___ DATA LISTING

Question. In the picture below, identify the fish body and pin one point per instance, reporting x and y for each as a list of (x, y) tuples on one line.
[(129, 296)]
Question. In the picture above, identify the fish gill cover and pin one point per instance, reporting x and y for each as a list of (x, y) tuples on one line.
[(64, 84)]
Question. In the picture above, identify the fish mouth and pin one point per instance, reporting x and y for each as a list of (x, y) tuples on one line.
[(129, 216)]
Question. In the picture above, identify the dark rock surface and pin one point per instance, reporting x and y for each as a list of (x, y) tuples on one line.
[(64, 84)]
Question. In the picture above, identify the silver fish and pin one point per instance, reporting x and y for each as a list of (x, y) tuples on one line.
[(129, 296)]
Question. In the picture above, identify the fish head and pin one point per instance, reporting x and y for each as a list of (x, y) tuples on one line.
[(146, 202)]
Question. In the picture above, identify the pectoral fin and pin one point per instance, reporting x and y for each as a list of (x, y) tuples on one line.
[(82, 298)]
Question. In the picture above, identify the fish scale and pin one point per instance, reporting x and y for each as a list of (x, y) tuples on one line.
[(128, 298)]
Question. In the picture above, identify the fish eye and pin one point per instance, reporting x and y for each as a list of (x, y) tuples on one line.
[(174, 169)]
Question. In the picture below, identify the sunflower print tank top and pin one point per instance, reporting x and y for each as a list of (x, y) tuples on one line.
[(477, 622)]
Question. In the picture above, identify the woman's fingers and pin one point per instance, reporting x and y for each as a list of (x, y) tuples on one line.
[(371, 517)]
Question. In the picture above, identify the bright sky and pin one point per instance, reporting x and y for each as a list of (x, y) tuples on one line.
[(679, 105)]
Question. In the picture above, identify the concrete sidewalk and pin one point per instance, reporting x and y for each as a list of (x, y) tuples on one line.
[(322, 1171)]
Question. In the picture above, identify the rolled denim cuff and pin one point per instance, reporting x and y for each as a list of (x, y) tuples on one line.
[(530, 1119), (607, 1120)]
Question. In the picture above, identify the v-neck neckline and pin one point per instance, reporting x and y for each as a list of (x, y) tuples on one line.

______

TRY IT:
The records above should be reproduced in full, exactly as they read.

RESPONSE TO THIS EXERCISE:
Question. In the picture below, identify the fish body and pin one point per instance, reporting x and y for each as a list of (x, y) tuples on one line.
[(129, 296)]
Question. In the picture above, identify the fish gill cover and pin one point per instance, reporting x and y for each as a list of (x, y) tuples on one line.
[(64, 84)]
Question. In the picture above, identify the fish mouth and pin one point per instance, reporting x and y for each as a list of (x, y) tuples on one line.
[(129, 216)]
Question. In the picture above, identify the dark rock surface and pin one point per instance, reporting x and y for each as a list of (x, y) tuples on one line.
[(64, 84)]
Question. In the picture above, identify the silver fish and pin one point per instance, reporting x and y for each as a list of (x, y) tuples on one line.
[(129, 296)]
Question. In the picture above, identify the fish head and pin one point per instance, reporting x and y for each as a list of (x, y) tuples on one line.
[(146, 202)]
Question. In the picture above, identify the pectoral fin and pin one point per instance, reporting x and y for each as a list of (x, y) tuples on one line.
[(82, 298)]
Question. In the picture above, identify the fish scale and pin one point per instance, reporting x and y for each as a list of (x, y) tuples on one line.
[(128, 298)]
Question. In the picture above, identify the fish eye and pin one point per instance, reporting x and y for each as a list of (x, y) tuples on one line.
[(174, 169)]
Question. In the picture below, identify the sunflower print tank top and pin one point per instance, reporting x and y for each as a list of (x, y) tuples on one line.
[(477, 622)]
Question. In the picture above, identify the woman's fingers and pin one point per instance, reporting x and y for each as a list of (x, y) tuples on one line.
[(371, 517)]
Question. In the picture above, identify the bright sky and pin one point per instance, reporting x and y for each as a list of (x, y) tuples on one line.
[(679, 105)]
Question. In the picture above, identify the concrete sidewalk and pin one point per instance, reporting x and y for each as a list of (x, y) tuples on one line.
[(322, 1171)]
Question. In the picture above, identify the rolled denim cuff and pin one point per instance, reporting x and y for each as a list of (x, y) tuples on one line.
[(530, 1119), (607, 1120)]
Question. In the picture above, identify the v-neck neckline and pin one point per instance, reporting x and y for each as a list of (x, y) tuples on one line.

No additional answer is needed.